» **EXTRAIT SOURCE**:

Intervention de Jean-Dominique Giuliani

Mission d'information Accord UE-Turquie sur la crise des réfugiés — Réunion du 8 juin 2016 à 14h32
Audition de M. Jean-Dominique Giuliani président de la fondation robert schuman

Jean-Dominique Giuliani, président de la Fondation Robert Schuman :

Vous avez raison, monsieur le rapporteur, on ne peut parler de crise migratoire. Je crois qu'il s'agit plutôt d'une pression migratoire durable. Les chiffres les plus fantasques sont annoncés. Le ministre de la défense a affirmé que 800 000 personnes étaient prêtes à quitter la Libye pour venir chez nous. Certaines personnalités publiques parlent de 10 millions de personnes. Je n'ai pas réussi à trouver de chiffres fiables, mais vous êtes tout à fait dans le vrai - et je mets cela en relation avec la question de Mme Jourda : on n'a pas fermé la route de l'Afrique, on l'a détournée.

» **OBJECTIF 1**:
Sélectionnez chaque ligne des enregistrements qui contient la chaîne « cumulus », en respectant la casse.

(Éléments issus d'un jeu de données)

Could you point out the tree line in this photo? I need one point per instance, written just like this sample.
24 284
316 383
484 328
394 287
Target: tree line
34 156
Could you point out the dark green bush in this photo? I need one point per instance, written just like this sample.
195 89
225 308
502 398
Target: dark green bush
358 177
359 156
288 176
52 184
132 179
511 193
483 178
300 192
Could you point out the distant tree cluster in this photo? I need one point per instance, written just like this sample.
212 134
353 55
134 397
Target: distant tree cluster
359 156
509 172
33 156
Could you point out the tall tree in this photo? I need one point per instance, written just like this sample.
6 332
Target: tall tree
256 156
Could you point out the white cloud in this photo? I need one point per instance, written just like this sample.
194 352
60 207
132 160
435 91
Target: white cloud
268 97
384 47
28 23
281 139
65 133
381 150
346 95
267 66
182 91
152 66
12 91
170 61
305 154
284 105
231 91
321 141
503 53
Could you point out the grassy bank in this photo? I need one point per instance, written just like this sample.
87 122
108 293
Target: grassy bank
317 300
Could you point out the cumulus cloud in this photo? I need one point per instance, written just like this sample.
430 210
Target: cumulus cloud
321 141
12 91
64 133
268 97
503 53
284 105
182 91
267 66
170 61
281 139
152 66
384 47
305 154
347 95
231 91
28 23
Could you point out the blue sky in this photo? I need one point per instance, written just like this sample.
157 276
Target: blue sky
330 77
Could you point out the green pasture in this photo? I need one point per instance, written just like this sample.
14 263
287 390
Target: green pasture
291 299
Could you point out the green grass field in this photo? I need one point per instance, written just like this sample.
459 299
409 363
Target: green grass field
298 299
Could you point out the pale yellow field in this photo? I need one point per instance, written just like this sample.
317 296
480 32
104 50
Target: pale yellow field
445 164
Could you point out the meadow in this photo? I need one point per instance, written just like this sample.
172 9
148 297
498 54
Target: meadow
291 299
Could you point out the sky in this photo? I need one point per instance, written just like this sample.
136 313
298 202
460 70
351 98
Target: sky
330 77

» **OBJECTIF 2**:
Rédigez la suite de l'intervention sur la pression migratoire, en reprenant après sa dernière phrase.

» **BONNE RÉPONSE 1**:
Could you point out the cumulus cloud in this photo? I need one point per instance, written just like this sample.
Target: cumulus cloud

» **BONNE RÉPONSE 2**:
M. Leggeri, directeur de Frontex, a vu à Lesbos des ressortissants Ivoiriens, Sénégalais, Maliens, arriver sur les côtes turques. Peut-être cet accord va-t-il limiter les choses, mais on retrouve en tout cas sur les îles grecques des ressortissants d'Afrique noire parlant le français, qui ont des problèmes avec les garde-côtes grecs qui, eux, ne parlent pas français, ou allemands, qui parlent anglais.

Je pense comme vous qu'il ne s'agit pas d'une crise, mais d'une pression de longue durée. Quand on essaye d'étudier pourquoi, on s'aperçoit que la politique de développement de l'Union européenne et de ses États membres, qui est aujourd'hui la plus généreuse - Sénégal, université du Burkina Faso, où la France met beaucoup d'argent - ne suffit pas à fixer les populations. Souvent, les élites des États africains sont les premières à s'expatrier après avoir été formées.

Cela me paraît extrêmement inquiétant, car nous pensions que l'immigration touchait des personnes en difficulté, chassées pour des raisons ethniques ou parce qu'elles étaient les plus pauvres. C'est parfois le cas, mais pas uniquement. L'Europe attire. C'est peut-être le meilleur hommage qu'on puisse lui rendre : elle est devenue le premier continent d'immigration du monde.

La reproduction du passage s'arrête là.